### Aim of the exercise
Starting at the line holding "mark: the person holding" and running through the end of the records below, both ends included, write every line out again with its requests, and shift each x and y coordinate in the answers up by 21.

[START OF Working data]

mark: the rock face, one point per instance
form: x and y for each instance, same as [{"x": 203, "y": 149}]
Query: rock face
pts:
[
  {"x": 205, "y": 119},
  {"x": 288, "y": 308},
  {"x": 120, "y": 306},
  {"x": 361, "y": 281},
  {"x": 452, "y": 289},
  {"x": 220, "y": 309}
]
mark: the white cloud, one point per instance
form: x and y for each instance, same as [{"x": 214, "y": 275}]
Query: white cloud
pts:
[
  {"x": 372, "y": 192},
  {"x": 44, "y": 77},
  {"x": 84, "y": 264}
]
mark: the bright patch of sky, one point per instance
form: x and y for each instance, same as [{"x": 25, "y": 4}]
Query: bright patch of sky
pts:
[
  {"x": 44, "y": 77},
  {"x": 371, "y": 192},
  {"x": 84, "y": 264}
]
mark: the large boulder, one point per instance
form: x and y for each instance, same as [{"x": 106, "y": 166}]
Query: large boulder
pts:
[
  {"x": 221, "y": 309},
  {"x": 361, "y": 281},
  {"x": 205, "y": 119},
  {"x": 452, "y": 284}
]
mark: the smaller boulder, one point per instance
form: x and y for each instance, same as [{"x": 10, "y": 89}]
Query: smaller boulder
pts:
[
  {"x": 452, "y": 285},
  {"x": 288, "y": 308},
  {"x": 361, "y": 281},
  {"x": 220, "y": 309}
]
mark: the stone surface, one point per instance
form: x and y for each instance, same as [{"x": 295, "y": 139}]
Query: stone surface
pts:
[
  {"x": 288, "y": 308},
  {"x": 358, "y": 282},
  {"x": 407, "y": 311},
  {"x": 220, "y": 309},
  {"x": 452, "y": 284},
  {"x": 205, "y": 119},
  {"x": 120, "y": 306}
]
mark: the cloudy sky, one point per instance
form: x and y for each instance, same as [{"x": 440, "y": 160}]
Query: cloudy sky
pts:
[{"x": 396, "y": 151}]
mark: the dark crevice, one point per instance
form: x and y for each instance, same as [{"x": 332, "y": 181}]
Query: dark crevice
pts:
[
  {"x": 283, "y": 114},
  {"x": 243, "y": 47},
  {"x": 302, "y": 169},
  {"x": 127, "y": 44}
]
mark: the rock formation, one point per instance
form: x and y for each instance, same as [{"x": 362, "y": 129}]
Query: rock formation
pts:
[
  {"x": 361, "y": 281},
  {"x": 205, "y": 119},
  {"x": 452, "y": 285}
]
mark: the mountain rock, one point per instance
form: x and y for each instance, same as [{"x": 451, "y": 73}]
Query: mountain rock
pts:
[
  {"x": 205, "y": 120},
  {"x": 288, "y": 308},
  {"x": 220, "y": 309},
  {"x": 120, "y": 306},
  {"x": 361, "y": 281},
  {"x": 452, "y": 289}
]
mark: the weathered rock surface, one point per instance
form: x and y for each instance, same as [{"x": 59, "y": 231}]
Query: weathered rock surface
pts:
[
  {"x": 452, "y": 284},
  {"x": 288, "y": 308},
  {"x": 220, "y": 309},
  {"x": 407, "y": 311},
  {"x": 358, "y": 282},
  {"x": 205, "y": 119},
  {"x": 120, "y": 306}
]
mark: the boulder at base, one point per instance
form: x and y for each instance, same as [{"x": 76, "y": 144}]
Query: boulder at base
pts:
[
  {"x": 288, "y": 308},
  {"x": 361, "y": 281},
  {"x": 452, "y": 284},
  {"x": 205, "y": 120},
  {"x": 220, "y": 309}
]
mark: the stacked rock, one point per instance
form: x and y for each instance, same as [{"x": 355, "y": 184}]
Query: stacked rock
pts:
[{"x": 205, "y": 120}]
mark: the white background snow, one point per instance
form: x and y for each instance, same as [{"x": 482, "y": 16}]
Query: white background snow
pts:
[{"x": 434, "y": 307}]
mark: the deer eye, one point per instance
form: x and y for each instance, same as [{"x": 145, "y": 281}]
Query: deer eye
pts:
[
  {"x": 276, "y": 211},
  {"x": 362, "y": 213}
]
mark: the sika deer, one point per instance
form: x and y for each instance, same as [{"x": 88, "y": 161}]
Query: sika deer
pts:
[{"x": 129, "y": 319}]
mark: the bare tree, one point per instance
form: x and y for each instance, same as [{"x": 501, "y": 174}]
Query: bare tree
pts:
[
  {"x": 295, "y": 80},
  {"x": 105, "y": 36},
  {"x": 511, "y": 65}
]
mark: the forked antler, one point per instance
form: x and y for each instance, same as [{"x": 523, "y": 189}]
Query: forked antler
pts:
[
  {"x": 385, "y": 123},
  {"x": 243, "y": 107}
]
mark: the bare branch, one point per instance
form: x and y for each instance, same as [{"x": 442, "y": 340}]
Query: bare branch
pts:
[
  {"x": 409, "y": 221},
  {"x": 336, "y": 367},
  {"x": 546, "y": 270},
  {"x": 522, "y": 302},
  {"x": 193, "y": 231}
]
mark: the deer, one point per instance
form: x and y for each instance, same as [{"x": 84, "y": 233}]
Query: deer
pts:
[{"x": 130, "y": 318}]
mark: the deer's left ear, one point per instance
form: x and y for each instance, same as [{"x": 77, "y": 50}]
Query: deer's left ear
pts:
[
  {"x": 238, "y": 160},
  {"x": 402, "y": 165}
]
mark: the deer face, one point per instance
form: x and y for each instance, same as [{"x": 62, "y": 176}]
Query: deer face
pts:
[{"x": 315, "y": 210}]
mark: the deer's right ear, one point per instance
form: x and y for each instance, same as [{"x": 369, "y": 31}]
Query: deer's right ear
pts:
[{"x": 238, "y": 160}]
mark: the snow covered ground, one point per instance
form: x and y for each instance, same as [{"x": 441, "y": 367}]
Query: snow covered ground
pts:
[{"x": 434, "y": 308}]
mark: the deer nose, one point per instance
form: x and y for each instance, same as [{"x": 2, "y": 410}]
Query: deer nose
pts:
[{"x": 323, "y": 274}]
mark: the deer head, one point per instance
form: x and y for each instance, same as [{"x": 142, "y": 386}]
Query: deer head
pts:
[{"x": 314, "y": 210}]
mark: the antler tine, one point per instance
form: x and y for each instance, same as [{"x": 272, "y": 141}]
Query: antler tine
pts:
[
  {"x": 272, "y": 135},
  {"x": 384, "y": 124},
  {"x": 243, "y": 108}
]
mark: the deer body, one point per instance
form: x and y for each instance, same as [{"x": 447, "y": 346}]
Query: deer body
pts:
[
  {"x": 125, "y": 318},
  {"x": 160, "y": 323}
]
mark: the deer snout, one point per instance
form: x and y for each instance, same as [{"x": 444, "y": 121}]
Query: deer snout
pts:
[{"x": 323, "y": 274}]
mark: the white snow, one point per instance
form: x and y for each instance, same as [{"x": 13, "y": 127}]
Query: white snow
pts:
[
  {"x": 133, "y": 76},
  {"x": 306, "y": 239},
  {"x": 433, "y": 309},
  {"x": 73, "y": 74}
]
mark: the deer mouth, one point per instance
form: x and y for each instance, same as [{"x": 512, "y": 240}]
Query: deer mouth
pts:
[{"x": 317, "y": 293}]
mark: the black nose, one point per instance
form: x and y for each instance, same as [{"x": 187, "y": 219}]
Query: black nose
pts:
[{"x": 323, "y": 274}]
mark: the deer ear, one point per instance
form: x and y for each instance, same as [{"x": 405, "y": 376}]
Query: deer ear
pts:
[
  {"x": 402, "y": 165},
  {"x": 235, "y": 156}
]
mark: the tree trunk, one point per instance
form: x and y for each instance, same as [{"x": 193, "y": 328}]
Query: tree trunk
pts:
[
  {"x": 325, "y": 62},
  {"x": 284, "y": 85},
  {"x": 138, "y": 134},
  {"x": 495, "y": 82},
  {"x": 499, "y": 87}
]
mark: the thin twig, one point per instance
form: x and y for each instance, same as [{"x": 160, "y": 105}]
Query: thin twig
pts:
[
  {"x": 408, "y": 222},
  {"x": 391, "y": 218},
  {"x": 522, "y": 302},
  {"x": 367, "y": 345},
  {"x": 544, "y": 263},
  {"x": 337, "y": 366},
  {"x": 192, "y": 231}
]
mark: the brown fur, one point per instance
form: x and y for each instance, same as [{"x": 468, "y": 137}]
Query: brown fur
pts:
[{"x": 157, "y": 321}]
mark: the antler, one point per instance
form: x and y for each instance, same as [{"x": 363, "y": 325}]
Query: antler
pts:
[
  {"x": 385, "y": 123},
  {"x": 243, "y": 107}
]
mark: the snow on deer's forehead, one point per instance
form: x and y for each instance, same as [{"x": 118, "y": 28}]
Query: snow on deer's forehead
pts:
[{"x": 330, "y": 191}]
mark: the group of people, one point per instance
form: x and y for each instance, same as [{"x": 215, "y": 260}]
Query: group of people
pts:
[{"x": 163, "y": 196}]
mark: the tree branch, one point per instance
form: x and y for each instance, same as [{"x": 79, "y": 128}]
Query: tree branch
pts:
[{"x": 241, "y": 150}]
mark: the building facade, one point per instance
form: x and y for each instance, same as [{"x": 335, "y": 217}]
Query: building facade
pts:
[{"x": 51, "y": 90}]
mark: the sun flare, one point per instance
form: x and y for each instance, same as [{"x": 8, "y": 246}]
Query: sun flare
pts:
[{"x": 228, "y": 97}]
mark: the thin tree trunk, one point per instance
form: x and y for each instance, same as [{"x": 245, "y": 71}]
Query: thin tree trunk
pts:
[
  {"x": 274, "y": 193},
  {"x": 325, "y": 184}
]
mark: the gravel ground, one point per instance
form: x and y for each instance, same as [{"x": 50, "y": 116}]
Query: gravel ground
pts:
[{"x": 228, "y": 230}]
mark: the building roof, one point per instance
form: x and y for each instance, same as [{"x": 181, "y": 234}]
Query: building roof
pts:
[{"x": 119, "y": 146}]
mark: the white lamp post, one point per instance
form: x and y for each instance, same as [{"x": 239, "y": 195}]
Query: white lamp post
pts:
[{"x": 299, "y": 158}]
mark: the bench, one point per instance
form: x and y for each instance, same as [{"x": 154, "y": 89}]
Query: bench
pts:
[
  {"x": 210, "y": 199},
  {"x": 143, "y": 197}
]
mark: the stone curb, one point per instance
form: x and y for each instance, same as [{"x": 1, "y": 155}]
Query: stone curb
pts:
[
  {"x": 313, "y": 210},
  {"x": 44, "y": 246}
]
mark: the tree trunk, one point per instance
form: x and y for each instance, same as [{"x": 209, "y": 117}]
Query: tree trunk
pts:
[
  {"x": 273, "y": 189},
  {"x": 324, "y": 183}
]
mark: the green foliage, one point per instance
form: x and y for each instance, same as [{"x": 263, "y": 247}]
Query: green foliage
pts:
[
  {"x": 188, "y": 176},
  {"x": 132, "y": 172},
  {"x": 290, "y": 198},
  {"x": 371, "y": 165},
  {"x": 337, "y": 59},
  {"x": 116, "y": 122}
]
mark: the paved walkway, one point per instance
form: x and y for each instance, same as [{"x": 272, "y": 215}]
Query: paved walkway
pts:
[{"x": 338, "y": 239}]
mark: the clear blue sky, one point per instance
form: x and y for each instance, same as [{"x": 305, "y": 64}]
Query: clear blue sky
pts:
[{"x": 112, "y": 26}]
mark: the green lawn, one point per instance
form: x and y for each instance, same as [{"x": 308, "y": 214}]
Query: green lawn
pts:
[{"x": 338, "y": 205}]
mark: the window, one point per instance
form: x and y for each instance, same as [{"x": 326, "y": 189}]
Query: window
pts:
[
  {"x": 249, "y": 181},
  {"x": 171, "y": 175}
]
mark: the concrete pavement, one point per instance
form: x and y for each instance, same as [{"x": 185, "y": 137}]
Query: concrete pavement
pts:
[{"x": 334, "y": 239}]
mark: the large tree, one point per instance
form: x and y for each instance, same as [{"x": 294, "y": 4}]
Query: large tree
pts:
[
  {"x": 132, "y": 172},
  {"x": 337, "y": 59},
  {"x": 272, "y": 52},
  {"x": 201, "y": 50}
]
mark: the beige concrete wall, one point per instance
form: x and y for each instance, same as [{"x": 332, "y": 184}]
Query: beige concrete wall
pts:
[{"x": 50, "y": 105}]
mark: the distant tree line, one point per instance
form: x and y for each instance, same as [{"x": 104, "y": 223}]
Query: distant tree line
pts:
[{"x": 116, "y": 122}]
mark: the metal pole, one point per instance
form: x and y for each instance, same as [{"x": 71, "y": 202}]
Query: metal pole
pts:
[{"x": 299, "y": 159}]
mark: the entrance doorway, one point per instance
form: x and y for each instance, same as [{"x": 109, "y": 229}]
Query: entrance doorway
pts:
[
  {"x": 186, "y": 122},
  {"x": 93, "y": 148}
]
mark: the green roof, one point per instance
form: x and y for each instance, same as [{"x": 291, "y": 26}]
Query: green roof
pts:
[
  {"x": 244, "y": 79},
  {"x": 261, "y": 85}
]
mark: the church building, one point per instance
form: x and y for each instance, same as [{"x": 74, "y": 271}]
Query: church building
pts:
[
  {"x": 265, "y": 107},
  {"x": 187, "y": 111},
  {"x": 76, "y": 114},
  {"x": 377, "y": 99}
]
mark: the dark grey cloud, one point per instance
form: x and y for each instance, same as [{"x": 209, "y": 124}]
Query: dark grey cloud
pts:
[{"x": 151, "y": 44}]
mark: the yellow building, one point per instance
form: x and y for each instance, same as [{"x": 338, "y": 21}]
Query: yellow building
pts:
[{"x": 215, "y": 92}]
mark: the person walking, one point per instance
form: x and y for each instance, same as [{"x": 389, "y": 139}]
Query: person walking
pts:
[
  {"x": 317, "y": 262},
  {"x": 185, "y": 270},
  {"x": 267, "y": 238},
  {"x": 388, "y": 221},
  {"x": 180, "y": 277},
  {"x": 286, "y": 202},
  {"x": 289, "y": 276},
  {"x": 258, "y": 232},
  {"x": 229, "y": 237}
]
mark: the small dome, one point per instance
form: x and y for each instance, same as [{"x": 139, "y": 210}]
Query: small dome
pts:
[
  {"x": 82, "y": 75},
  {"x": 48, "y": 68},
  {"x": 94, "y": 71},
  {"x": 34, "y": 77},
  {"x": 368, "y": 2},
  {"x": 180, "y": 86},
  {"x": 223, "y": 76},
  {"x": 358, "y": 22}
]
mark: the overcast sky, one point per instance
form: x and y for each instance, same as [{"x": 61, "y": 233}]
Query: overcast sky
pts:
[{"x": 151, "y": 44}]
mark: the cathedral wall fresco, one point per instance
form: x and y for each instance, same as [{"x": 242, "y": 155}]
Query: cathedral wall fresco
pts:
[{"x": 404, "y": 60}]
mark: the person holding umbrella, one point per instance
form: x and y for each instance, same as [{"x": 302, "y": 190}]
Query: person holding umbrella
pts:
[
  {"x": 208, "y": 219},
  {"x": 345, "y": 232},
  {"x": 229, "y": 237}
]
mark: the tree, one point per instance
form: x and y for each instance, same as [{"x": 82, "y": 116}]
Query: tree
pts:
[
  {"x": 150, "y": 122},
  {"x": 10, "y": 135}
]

[END OF Working data]

### Final result
mark: the person holding umbrella, one point per instance
form: x and y for each instance, same as [{"x": 302, "y": 190}]
Query: person holding umbrella
pts:
[
  {"x": 229, "y": 240},
  {"x": 366, "y": 253},
  {"x": 250, "y": 258}
]
mark: the tree, one point per instance
form: x and y for each instance, same as [{"x": 82, "y": 116}]
Query: tree
pts:
[
  {"x": 171, "y": 143},
  {"x": 31, "y": 156}
]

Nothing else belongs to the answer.